What you need to do: From the records below, pull out every line from the one containing "In the image provided below, locate man's" up to and including the one containing "[336,366,356,407]", and copy each exactly. Leave out any pictures.

Data records:
* START *

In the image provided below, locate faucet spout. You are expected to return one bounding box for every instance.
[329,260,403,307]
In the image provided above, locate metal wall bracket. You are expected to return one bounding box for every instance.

* END *
* START *

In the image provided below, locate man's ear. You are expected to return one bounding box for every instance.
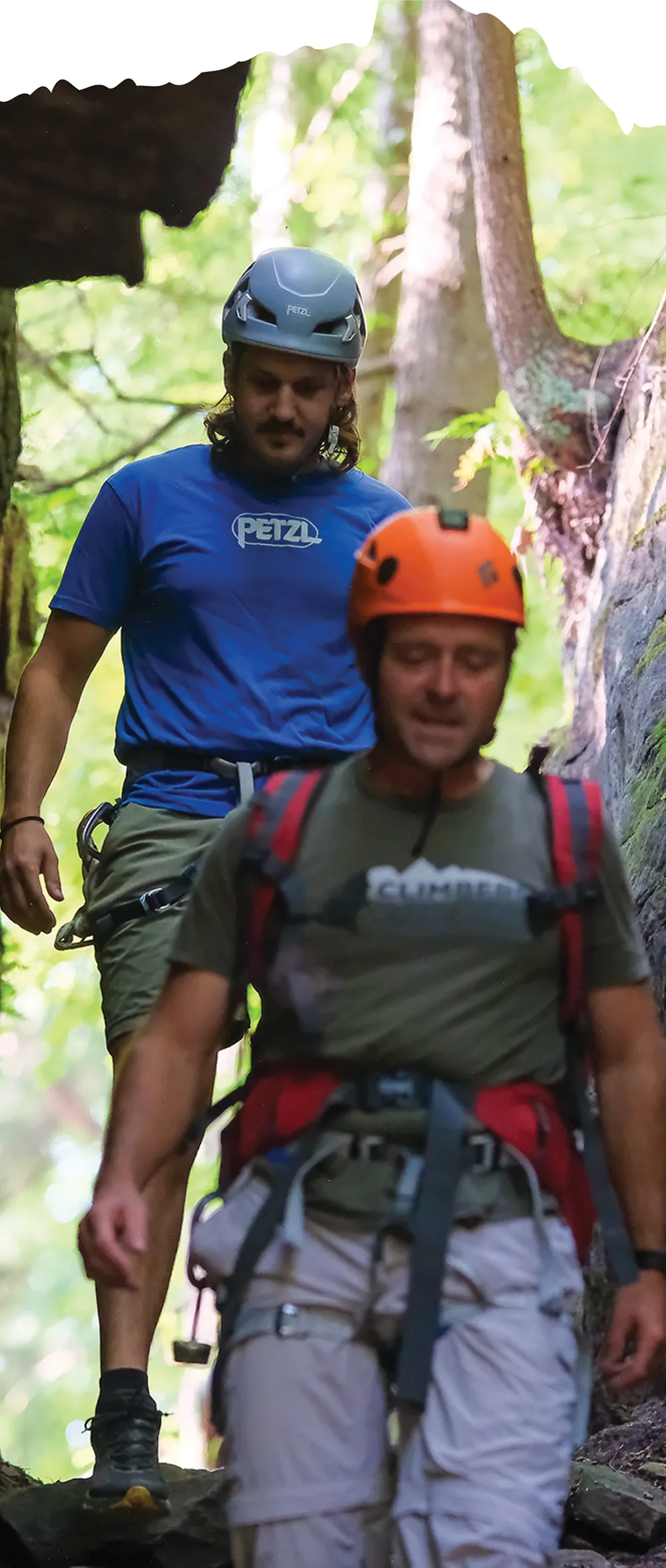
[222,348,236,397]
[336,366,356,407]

* END *
* START *

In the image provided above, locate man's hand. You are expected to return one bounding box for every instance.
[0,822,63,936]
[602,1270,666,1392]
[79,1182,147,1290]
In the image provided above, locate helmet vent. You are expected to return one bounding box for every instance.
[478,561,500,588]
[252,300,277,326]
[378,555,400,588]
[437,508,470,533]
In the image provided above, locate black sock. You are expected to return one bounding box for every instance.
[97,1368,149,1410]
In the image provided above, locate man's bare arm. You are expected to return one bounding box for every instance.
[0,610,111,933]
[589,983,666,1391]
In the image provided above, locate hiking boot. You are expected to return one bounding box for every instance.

* END *

Task response:
In the image provided below, locate man's ear. You are expected to return one bounding box for every instance.
[222,348,236,397]
[336,366,356,407]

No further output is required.